Some records
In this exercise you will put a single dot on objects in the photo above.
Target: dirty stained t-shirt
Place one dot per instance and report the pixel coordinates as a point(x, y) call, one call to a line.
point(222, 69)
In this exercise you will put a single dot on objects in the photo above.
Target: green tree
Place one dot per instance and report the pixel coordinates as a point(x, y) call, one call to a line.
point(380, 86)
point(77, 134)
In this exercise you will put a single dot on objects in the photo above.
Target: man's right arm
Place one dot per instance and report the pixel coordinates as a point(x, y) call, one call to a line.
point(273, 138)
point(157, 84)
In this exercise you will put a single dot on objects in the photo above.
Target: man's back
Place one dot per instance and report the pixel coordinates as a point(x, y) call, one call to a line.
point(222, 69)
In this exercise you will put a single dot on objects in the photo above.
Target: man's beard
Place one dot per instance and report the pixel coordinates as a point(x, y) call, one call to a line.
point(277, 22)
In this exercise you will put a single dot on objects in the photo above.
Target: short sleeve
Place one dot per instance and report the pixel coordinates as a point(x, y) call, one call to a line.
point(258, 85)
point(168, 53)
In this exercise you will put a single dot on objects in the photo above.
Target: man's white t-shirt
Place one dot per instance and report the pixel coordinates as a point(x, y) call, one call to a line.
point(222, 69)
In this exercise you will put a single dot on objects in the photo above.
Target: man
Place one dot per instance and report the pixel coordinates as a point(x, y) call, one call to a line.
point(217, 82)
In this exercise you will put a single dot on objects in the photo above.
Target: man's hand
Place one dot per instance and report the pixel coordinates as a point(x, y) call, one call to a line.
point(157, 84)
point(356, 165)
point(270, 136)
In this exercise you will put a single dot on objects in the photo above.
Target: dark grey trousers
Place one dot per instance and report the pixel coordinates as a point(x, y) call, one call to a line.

WHAT YOU HAVE TO DO:
Take the entries above and transcribe them in full.

ANSWER TO THIS EXERCISE:
In this exercise you will put a single dot on objects in the photo above.
Target: dirty stained t-shirt
Place one dot per instance and report the pixel coordinates as a point(x, y) call, one call to a line.
point(222, 69)
In this exercise you will put a single dot on objects in the photo above.
Target: green tree
Place one dot per instance and report the pixel coordinates as a point(x, y) call, one call to a line.
point(380, 86)
point(77, 134)
In this exercise you will put a single dot on objects in the photo above.
Target: man's right arm
Place one dot per instance and report the pixel coordinates as a point(x, y) call, one call to a line.
point(273, 138)
point(157, 84)
In this exercise you will put a single dot on objects in the photo above.
Target: man's back
Place one dot per instance and report the pixel coordinates as a point(x, y) call, one call to a line.
point(222, 69)
In this exercise you will put a single dot on objects in the photo above.
Target: man's beard
Place one dot per instance and report the pixel coordinates as a point(x, y) call, one call to a line.
point(277, 22)
In this exercise you will put a single dot on objects in the photo above.
Target: short sleeve
Place one dot per instance and report the pixel coordinates as a point(x, y) call, one call to a line.
point(258, 85)
point(168, 53)
In this exercise you will put a single dot on objects in the photo above.
Target: man's white t-shirt
Place one dot per instance and report the pixel coordinates as a point(x, y) call, one call to a line.
point(222, 69)
In this exercise you will put a single dot on objects in the photo above.
Target: man
Place one dot per instance and report the pixel coordinates as a point(x, y) call, one call to a line.
point(217, 82)
In this exercise you will put a single dot on objects in the photo above.
Target: man's hand
Place one dot per instance and report the pixel coordinates as a point(x, y) call, one call to a line.
point(157, 84)
point(356, 165)
point(270, 136)
In this exercise you will put a single dot on objects in the photo above.
Target: dark grey trousers
Place one dot per instance and report the pixel coordinates as a point(x, y) call, one call to a line.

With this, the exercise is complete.